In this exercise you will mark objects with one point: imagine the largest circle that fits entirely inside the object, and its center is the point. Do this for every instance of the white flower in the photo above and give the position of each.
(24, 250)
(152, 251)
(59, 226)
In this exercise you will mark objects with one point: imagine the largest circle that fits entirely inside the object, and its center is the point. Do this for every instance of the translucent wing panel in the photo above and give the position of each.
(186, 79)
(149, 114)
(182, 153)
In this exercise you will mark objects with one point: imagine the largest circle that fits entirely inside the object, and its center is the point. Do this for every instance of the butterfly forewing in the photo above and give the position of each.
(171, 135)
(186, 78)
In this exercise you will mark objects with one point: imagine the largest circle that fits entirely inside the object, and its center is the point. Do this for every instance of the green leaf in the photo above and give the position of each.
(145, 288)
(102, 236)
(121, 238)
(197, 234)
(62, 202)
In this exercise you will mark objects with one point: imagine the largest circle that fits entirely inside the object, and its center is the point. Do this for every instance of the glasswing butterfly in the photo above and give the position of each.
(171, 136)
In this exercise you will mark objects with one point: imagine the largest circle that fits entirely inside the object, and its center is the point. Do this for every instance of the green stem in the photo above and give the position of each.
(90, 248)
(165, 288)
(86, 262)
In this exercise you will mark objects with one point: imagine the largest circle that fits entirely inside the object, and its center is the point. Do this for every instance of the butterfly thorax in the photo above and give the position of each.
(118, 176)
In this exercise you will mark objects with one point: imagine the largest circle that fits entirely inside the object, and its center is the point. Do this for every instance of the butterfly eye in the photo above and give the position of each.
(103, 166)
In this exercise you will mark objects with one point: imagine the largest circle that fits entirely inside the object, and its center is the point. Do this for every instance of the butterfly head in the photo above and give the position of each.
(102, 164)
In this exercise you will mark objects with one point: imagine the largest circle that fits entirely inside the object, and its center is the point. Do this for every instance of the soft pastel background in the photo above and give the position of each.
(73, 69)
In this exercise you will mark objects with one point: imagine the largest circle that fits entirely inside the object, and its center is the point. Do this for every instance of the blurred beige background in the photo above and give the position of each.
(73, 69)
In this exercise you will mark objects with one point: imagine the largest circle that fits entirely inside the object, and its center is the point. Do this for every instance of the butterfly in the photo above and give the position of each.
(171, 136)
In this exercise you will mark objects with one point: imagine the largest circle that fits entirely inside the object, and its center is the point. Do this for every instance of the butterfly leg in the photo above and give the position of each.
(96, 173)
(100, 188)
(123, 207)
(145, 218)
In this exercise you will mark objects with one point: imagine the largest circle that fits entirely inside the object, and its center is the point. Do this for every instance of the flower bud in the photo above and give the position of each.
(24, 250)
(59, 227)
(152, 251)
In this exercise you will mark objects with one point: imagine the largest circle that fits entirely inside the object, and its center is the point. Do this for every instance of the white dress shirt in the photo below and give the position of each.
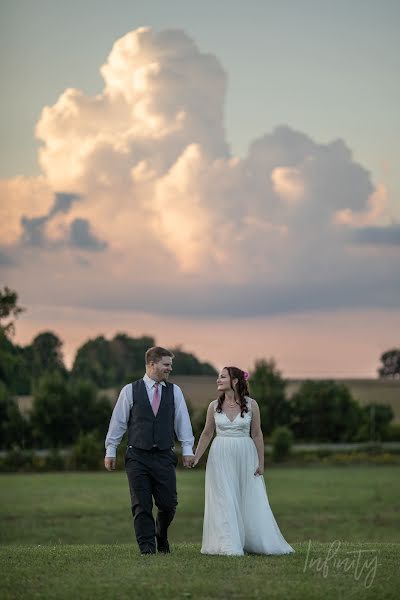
(120, 417)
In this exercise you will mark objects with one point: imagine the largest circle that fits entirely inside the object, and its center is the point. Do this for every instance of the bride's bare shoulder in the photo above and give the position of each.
(251, 403)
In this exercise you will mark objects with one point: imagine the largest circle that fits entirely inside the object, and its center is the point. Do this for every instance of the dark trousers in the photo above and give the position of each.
- - - -
> [ASSIGNMENT]: Restate the whole listing above exactly, please, omitting every image.

> [RESULT BELOW]:
In this exercise you will mark objects with one point: imagine the largest circle that fits entirely inside the object, and its center is the point. Do this for every instance of the white flower in the photo above and give the position of each.
(24, 250)
(152, 251)
(59, 226)
In this exercise you will mark objects with one point: imagine the largest circle that fits entirely inside the object, and its center is the point. Do this for every instance of the translucent wing panel in the photo above and give the position of each.
(186, 79)
(149, 114)
(182, 153)
In this exercise you will mark objects with one point: imagine the largest circle that fits entirely inside the object, and its center is the point. Do this for every instance of the butterfly forewing in the photo above and give the position of each.
(171, 135)
(186, 78)
In this exercise you will mark objects with one point: imagine the largest circle that fits entirely inside the object, and its center is the point. Do this for every instance of the green leaf in the photo above and give the position of each.
(145, 288)
(102, 236)
(121, 238)
(197, 234)
(62, 202)
In this exercise you will mark objects with one point: imagine the largest circle that fits entirely inside the object, and its center is the point. Do this for every instance of the glasswing butterfly in the photo above and give the position of each.
(171, 136)
In this exercise you will mark objects with one point: imagine the largest circle that fits entirely inside the object, and its center is the point. Do this for every instance of the green stem in the photo above and give the position of each.
(90, 248)
(165, 288)
(86, 262)
In this exercise you will mark objects with one point: imagine the largest circle that fits entirely inside the object, and its center is the point. Do this for every instance of the butterfly thorax in the photo above and give the position of each.
(118, 176)
In this exercise you will mark objects with one point: imagine the largest circle that fits entirely inside the object, and its center is the point. Do this for every instance of the butterfly eye in the photo above and give the position of each.
(103, 166)
In this exercise you will mark objects with one point: imagine the largest circle that fits entirely inside the object, and its center is the point. Do this for every instance of the butterfly head in the photo above and give the position of each.
(102, 164)
In this exercise you will mark objects with one point: imagine the largest circle that fits entirely inside the object, and its center is the point. Do this for every instance of the soft pastel background in the photo above and give the position of each.
(73, 69)
In this exercise you will mark objects with one point: imagine the largest circle that fits entirely inside the object, and its center is the point. Do this for every instance of the blurred beige background in the photo above and give the position of each.
(73, 69)
In this exercise you will mark objects with one point: imagine the largest circle that fits entirely inside the object, and its center is the point. Do this for every instance of the butterfly in the photo above and give the position of each.
(171, 136)
In this exercise you will mark objects with one point: imagine the largest circle that fits entirely inside the object, and its center is the point. Do this for every instance of the butterfly leg in the photo above and give the position of each.
(96, 173)
(100, 188)
(123, 207)
(145, 218)
In this exercise you will mark objects with one point: imagine the largest circle that fits entirely inside the object, and its center is the point. Do this for every instance of the flower bud in the photo above and give the position of each.
(24, 250)
(59, 227)
(152, 251)
In this exercise you will mark objects with one point: imagine the largest circle that fits entirely inside the object, and its center is the point. Do this for every instance of the white dress shirt in the photo below and give the position of each.
(120, 417)
In this exercise you will mark objects with one point: imagine the largest circle that fits entirely inside the object, and its center is the point. Do this for every instance of the bride's bare shoulder in the photo above and give the position of each.
(251, 403)
In this exercise you will mark objects with one point: imagine the largest circle that fits entirely inside the object, and its center is the point. Do this for every instance of the dark trousers in the photo above and give the position of each.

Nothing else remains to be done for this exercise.